(Point-per-instance localization data)
*** Begin section ***

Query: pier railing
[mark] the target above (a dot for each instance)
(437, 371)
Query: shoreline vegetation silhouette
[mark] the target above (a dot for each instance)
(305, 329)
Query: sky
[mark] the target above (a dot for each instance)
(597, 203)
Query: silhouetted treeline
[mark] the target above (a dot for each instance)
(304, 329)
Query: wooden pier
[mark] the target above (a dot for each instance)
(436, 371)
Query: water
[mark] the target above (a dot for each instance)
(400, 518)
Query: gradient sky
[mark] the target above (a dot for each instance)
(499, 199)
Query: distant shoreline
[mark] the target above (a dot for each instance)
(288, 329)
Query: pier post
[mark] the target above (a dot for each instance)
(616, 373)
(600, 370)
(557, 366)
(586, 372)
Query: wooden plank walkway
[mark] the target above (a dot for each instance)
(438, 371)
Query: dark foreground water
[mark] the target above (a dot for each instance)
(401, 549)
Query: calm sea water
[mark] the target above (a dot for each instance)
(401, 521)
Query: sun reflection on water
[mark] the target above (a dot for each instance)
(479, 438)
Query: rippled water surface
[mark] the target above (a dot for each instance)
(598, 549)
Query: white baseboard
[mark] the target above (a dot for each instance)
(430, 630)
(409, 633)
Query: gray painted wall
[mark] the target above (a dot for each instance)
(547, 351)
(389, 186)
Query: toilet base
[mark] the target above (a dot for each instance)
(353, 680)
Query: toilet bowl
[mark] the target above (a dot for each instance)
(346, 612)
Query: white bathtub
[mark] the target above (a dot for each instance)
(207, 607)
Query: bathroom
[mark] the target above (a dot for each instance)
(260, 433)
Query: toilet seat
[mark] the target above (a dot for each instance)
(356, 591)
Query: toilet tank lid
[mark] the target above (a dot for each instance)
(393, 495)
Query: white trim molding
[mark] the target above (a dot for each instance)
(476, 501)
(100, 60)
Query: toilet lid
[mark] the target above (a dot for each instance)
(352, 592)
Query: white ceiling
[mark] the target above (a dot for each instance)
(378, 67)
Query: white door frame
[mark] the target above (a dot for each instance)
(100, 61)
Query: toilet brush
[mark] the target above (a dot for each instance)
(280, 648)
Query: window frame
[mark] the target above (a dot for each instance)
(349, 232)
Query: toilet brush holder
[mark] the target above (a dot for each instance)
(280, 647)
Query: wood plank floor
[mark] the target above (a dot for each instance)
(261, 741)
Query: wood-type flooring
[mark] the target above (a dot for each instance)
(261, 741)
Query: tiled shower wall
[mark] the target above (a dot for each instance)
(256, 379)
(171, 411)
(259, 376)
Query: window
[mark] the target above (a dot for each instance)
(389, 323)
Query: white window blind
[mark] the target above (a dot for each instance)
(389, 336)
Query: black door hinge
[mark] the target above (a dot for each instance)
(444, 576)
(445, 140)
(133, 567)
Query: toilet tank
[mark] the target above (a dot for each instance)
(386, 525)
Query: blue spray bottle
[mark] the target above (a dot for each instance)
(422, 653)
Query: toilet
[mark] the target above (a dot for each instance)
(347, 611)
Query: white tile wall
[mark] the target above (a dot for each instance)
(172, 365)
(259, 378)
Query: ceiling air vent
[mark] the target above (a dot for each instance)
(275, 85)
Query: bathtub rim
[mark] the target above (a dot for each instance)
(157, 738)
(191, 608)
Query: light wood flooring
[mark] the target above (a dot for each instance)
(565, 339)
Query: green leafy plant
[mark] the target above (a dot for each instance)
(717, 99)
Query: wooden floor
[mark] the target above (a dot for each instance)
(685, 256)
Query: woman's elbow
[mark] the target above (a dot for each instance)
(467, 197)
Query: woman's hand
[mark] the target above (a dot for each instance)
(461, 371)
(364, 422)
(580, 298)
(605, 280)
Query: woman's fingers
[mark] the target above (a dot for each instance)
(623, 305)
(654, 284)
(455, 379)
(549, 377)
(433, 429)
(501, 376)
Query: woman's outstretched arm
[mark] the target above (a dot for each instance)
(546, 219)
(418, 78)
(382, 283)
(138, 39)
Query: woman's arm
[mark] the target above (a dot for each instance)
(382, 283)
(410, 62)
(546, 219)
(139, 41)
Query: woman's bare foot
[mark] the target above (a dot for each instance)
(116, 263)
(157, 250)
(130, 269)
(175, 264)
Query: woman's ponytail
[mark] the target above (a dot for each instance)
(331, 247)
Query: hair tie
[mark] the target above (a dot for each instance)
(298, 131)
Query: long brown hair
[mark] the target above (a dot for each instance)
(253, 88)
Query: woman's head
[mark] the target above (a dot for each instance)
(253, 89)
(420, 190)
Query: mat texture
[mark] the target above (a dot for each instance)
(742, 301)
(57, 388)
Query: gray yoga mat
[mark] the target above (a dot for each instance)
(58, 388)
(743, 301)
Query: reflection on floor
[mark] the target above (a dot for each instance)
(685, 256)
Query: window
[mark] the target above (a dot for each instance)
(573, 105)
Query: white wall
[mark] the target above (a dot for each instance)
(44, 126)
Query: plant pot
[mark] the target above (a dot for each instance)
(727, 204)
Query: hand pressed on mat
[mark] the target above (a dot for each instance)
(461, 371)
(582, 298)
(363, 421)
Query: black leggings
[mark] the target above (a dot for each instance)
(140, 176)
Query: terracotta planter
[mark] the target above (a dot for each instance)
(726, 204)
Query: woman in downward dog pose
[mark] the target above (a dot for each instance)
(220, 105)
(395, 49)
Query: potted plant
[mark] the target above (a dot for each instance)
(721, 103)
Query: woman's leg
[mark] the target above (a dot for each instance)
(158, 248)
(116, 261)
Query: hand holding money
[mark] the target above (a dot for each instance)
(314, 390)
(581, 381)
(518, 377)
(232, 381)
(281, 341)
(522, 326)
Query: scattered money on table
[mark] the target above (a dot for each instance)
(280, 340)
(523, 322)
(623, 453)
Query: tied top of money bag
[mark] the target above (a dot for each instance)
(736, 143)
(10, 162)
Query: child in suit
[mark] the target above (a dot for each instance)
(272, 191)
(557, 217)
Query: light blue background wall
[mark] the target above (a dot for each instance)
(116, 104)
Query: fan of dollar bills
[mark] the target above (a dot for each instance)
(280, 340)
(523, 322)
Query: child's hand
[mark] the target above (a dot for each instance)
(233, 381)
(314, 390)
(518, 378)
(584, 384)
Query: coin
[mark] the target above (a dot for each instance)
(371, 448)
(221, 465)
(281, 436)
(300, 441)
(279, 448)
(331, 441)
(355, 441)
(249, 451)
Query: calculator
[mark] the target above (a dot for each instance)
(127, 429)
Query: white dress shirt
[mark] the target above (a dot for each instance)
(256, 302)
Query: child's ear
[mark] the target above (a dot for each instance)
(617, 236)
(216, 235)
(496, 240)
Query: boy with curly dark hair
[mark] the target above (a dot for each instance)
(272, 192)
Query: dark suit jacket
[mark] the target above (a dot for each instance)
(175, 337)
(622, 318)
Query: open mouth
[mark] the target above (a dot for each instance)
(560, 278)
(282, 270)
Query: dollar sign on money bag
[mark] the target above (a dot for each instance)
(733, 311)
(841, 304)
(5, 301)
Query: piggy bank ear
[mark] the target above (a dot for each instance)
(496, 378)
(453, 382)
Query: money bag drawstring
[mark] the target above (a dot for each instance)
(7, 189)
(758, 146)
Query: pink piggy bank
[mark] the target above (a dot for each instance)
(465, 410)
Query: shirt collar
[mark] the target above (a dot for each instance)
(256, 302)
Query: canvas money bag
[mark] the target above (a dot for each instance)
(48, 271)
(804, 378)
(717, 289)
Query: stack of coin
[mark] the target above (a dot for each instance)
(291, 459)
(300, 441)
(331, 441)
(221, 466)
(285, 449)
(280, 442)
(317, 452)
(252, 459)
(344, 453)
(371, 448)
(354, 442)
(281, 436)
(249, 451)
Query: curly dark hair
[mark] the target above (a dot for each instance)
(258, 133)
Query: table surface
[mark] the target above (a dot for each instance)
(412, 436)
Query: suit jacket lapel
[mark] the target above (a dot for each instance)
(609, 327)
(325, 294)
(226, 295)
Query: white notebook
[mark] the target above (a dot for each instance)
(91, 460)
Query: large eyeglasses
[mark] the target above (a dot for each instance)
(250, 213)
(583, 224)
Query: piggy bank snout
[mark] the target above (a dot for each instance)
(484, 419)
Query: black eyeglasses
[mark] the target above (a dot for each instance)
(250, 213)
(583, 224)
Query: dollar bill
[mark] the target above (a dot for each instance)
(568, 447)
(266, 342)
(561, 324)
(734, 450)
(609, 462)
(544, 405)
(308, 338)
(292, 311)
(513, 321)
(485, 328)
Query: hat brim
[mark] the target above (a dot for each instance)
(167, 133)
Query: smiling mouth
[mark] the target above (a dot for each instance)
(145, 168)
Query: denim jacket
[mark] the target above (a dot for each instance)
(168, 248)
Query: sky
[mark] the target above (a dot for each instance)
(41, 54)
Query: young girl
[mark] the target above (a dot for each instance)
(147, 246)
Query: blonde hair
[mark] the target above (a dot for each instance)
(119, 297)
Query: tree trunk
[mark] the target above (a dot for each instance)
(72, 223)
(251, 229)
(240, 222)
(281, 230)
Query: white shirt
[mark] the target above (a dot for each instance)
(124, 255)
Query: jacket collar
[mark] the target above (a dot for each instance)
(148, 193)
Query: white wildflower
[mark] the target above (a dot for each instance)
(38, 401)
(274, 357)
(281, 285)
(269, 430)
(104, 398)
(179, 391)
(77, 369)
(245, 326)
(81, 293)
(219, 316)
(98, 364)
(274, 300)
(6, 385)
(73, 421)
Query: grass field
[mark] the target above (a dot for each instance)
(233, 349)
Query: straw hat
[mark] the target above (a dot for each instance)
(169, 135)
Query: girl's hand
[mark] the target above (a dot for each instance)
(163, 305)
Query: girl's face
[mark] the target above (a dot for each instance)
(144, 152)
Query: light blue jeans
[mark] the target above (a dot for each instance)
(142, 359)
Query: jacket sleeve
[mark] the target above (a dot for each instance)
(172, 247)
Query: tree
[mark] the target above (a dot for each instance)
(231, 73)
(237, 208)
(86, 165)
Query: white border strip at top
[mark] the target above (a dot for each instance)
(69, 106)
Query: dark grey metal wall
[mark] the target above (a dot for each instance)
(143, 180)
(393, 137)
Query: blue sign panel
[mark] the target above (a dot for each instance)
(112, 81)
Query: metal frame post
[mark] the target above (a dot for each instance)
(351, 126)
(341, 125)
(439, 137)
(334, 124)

*** End section ***

Tally how many lines of the data include the word "black". Write the number and nothing else.

- FINISHED EXERCISE
3